Data records |
■ ■ ■ ■ ■

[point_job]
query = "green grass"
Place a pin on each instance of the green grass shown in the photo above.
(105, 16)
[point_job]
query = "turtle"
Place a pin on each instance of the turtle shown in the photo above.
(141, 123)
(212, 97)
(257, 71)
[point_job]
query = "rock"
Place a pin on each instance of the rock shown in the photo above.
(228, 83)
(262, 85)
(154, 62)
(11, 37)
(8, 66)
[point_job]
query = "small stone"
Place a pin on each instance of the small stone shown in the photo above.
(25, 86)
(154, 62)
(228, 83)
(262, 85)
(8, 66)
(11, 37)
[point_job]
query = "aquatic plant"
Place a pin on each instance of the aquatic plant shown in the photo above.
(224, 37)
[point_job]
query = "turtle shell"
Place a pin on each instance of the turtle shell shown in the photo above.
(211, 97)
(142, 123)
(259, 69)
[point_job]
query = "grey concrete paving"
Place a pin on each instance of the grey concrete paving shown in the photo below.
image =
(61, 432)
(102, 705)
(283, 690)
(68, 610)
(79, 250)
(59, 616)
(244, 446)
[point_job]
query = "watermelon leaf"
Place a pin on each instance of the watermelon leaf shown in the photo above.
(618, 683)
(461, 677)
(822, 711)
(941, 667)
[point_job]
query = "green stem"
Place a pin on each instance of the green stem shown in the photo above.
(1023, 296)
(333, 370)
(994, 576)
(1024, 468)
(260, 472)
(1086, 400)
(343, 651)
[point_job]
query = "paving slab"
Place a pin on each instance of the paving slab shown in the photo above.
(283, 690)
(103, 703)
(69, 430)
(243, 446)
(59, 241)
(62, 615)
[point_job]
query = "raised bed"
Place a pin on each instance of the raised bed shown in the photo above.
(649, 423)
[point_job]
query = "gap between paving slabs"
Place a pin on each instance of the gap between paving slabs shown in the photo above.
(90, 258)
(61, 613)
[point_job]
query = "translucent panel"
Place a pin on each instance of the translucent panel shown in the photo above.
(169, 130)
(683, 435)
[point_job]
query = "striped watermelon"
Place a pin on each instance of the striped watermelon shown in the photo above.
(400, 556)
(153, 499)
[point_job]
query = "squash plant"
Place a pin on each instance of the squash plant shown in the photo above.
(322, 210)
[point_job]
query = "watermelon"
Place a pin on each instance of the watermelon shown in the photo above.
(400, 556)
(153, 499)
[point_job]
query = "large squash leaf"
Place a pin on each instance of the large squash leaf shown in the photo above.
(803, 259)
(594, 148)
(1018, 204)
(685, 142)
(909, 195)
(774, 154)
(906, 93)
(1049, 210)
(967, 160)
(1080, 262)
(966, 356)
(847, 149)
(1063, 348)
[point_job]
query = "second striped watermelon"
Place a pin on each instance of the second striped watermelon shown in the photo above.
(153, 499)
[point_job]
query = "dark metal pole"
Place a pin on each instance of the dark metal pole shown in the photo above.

■ ■ ■ ■ ■

WHAT TO PRODUCE |
Retype the entries one by one, exactly.

WORKED SOLUTION |
[point_job]
query = "green grass"
Place a pin on each instance of the green grass shown in the photo above.
(105, 16)
[point_job]
query = "turtle"
Place a pin on each instance of the turtle shown in the photo above.
(141, 123)
(212, 97)
(257, 71)
[point_job]
query = "rock"
Place a pin on each instance of the rock shown in the photo above.
(228, 83)
(262, 85)
(154, 62)
(11, 37)
(8, 66)
[point_job]
query = "small stone"
Place a pin on each instance of the small stone shown in the photo above.
(25, 86)
(154, 62)
(228, 83)
(262, 85)
(8, 66)
(11, 37)
[point_job]
query = "aquatic plant"
Place a pin on each instance of the aquatic plant shown in the photo above.
(224, 37)
[point_job]
query = "turtle shell"
Place a pin on each instance of the turtle shell shown in the photo above.
(211, 97)
(142, 123)
(259, 69)
[point_job]
query = "grey concrete paving"
Place a pin on each instance of the grey concrete paving shown in the photo below.
image =
(61, 432)
(102, 705)
(283, 690)
(68, 610)
(79, 250)
(59, 616)
(244, 446)
[point_job]
query = "watermelon leaf"
Place a pin on each instance of the watermelon leaf shown in the photo above.
(618, 683)
(461, 677)
(822, 711)
(941, 667)
[point_job]
query = "green stem"
Place a pin on each instance of the green stem shown in the photo above.
(1023, 296)
(333, 370)
(994, 576)
(1024, 468)
(260, 472)
(1086, 400)
(343, 651)
[point_job]
query = "paving slab"
Place a pin on each instance of the paving slab shown in the photo above.
(283, 690)
(103, 703)
(69, 430)
(243, 446)
(59, 241)
(62, 615)
[point_job]
query = "raised bed"
Place a pin on each instance of the raised bed shown in the photo above.
(649, 423)
[point_job]
query = "gap between paving slabs"
Place a pin on each instance of the gap between paving slabs shown in the photo above.
(90, 258)
(61, 613)
[point_job]
query = "translucent panel"
Place a pin on each instance of the translucent panel shown in the photo above.
(169, 130)
(683, 435)
[point_job]
query = "striped watermelon"
Place a pin on each instance of the striped watermelon shown in the photo above.
(400, 556)
(153, 499)
[point_job]
query = "squash plant"
Place a pin on each instance of the squash plant shown in the photo above.
(322, 210)
[point_job]
query = "watermelon"
Place a pin on each instance of the watermelon shown in the photo above.
(400, 556)
(153, 499)
[point_job]
query = "large squash leaf"
Place a pin on each instance of the large squash leaf shown in the photo above.
(803, 259)
(594, 148)
(1018, 204)
(685, 142)
(909, 195)
(774, 154)
(906, 93)
(1049, 210)
(967, 160)
(1080, 262)
(966, 356)
(847, 149)
(1063, 348)
[point_job]
query = "second striped watermelon"
Place a pin on each instance of the second striped watermelon shown in the photo above.
(153, 499)
[point_job]
query = "dark metal pole"
Place a pin on each instance of the dark metal pole shown in the photo above.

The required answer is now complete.